Request
Rewrite the part of the records that opens with the line containing "One pin marks each instance of the cow" and runs through the end, changing "cow head" to "cattle head" and leaving everything else unchanged.

-- START Entries shown --

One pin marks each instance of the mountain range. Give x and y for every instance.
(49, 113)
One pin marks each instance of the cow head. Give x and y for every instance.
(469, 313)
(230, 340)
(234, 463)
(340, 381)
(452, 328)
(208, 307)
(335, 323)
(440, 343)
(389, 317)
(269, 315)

-- END Entries shown --

Output
One pin marks each instance of the cattle head. Give x and y for every instance.
(469, 313)
(230, 340)
(234, 463)
(340, 381)
(452, 328)
(208, 307)
(335, 323)
(440, 343)
(389, 317)
(269, 315)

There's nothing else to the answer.